### PASSAGE SHOWN
/---

Federal Court of Appeal Decisions

Decision Information

Decision Content

 

Date: 20090615

Docket: A-248-08

Citation: 2009 FCA 202

BETWEEN:

SIMPSON STRONG-TIE COMPANY, INC.

 

Appellant

 

and

 

 

PEAK INNOVATIONS INC.

 

Respondent

 

 

ASSESSMENT OF COSTS - REASONS

Bruce Preston

Assessment Officer

[1]               Although this is a reasonably straightforward assessment of costs, there is one minor complication in that there are two awards of costs. One award is on this file and the second is on file A-249-08. On both files the assessment was triggered by a motion to strike the Notice of Appeal. By way of Order dated July 10, 2008, the Court granted the respondent’s motion to strike the Notice of Appeal with costs to the respondent.

 

[2]               On October 31, 2008 the respondent filed its Bill of Costs together with a letter requesting an assessment of their Bill of Costs in writing on both files.

[3]               Upon reviewing the files, Senior Assessment Officer Charles E. Stinson determined that these assessments would be suitable for disposition by written submission. By way of direction dated February 26, 2009, a timetable was established for the filing of written submissions. The time limits set by the direction have now passed and materials have been filed by both parties.

 

[4]               In support of this Bill of Costs the respondent filed an Affidavit of Paul Smith and Written Submissions. At paragraph 4 of the Smith affidavit it is submitted that the amounts in the Bill of Costs were calculated using the middle of Column III. At paragraph 5 of the Smith affidavit the affiant submits:

The disbursements listed in Exhibit B were all incurred by the Respondent in relation to the motion and were necessary for the conduct of the motion. Some of the disbursements in the motion overlap with those for a separate motion in companion file no. A-249-08. Because of this, the amount of disbursements for the A-249-08 motion is lower.

 

[5]               In its Reply to the Bill of Costs, the appellant submits that the submissions to quash the appeal were brief therefore Item 21 should be allowed at 2 units. The appellant also submits that Item 26 should be allowed at 2 units as it is a very simple assessment with no complicated issues. Concerning Item 27 the appellant submits: “Tariff Item 27 does not apply as there was no “Judgment” but rather an Order was rendered on a motion”.

 

[6]               Further, concerning disbursements, the appellant submits: “Generally, as no disbursement log or invoices were attached to verify any of the disbursements, they should all be assessed at zero”. The appellant also submits that Quicklaw charges, facsimile and courier should be assessed at zero as part of normal office overhead. Specifically, concerning photocopies the appellant submits:

The affidavit is equivocal as to whether $0.25/page was billed to the client or whether the photocopying was done externally is which case the costs would be significantly lower. Due to the equivocal evidence, the photocopy charges should be taxed at a lesser amount or zero.

\---

### TASKS AND EXERCISES
1. Decide whether each statement agrees with the costs assessment reasons, answering yes or no and quoting the words that settle it: (a) The respondent filed its Bill of Costs on October 31, 2008. (b) The appellant argues that Item 21 should be allowed at 3 units. (c) The Court dismissed the respondent's motion to strike the Notice of Appeal.
2. According to the costs assessment reasons, how were the amounts in the respondent's Bill of Costs calculated, as stated in the Smith affidavit?
3. Continue the costs assessment reasons from the last sentence shown.
The data that follow were drawn from a separate source.

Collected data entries
/---

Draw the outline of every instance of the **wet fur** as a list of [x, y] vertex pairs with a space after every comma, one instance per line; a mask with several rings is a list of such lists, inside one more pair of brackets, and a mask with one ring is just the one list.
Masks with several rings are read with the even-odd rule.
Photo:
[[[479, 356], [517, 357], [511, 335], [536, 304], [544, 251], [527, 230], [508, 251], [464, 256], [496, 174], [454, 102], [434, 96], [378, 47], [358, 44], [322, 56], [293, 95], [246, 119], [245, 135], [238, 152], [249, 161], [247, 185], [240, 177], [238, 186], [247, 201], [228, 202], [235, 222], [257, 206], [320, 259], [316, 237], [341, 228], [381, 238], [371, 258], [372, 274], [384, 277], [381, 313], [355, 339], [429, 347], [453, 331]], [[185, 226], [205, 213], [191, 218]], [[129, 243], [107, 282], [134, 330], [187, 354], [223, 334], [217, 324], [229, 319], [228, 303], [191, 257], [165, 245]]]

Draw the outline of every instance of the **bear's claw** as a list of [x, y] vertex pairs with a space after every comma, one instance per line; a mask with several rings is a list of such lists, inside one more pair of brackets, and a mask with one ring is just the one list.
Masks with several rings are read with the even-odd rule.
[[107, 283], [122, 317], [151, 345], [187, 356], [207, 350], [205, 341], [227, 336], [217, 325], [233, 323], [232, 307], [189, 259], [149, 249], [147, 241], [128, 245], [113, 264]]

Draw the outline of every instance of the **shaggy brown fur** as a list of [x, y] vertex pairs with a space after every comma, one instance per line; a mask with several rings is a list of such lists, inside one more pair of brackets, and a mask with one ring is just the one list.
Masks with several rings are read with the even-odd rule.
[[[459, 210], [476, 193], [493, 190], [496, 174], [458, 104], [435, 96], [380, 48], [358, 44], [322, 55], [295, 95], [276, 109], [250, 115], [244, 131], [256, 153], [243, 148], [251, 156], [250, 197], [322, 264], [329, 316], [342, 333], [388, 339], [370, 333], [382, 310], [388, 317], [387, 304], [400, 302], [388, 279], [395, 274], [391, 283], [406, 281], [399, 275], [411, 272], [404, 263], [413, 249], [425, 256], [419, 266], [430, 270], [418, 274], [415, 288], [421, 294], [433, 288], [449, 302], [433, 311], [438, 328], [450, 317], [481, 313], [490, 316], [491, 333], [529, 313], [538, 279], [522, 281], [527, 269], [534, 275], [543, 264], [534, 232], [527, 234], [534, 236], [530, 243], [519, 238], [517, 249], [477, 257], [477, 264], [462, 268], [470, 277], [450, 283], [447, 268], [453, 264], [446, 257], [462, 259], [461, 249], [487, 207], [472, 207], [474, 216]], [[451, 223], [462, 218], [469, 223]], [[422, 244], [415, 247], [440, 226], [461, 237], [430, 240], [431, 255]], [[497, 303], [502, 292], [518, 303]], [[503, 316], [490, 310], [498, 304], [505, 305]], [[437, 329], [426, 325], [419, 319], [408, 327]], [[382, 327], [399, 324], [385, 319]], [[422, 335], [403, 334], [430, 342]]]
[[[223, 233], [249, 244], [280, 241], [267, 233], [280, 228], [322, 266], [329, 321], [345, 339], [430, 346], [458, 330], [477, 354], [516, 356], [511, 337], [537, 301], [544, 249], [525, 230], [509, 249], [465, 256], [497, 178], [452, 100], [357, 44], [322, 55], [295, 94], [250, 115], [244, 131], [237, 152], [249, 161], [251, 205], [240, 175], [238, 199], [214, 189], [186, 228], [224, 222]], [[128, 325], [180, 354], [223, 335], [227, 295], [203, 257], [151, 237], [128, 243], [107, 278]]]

\---

### EXPECTED RESPONSES
1.
(a) Yes: "On October 31, 2008 the respondent filed its Bill of Costs"
(b) No: "Item 21 should be allowed at 2 units"
(c) No: "the Court granted the respondent’s motion to strike the Notice of Appeal with costs to the respondent"

2. They were calculated using the middle of Column III.

3.
 

[7]               The appellant’s final argument relates to the costs of the assessment. At paragraph 12 of its submission the appellant submits:

As the Respondent is assured of the same degree of success on assessment by its very nature, the determining issue as to the award of costs is the degree to which the Respondent was successful in assessing its costs. If the amounts requested by the Respondent were not generally achieved, costs should be fixed and awarded to the Appellant and deducted from the total assessed amount plus PST and GST.

 

[8]               By way of rebuttal to the appellants final point the respondent submits:

With respect to the Appellant’s request that costs of this assessment should be “…fixed and awarded to the Appellant and deducted from the total assessed…”, there is no basis in the Federal Courts Rules for such an approach. An assessment officer does not have the authority to award costs.

 

Assessment

           

[9]               I am faced with two assessments on two separate files each of which contain an order awarding costs to the respondent. As the two motions and the two orders emanating from the motions are for all intents and purposes identical, I am faced with the costs of a motion which overlap with those for a separate motion in companion file A-249-08. Under these circumstances, in assessing costs I must be cognisant of the award but at the same time be mindful of not allowing costs in a manner which would result in a doubling of costs.

 

[10]           As supported by 9038-3746 Quebec Inc. v. Microsoft Corporation, 2007 FCA 76, the respondent is correct that, as a general rule, motions are heard in writing in the Court of Appeal. As this is the practice, the fact that the present motion was heard in writing, in and of itself, should not reduce the costs allowed.

 

[11]           On the other hand, I am in agreement with the appellant that the materials filed in support of the motion were brief; therefore, I will award Item 21 at 2 units. Similarly, as mentioned earlier, this assessment was not complicated; therefore, I will allow Item 26 at 2 units.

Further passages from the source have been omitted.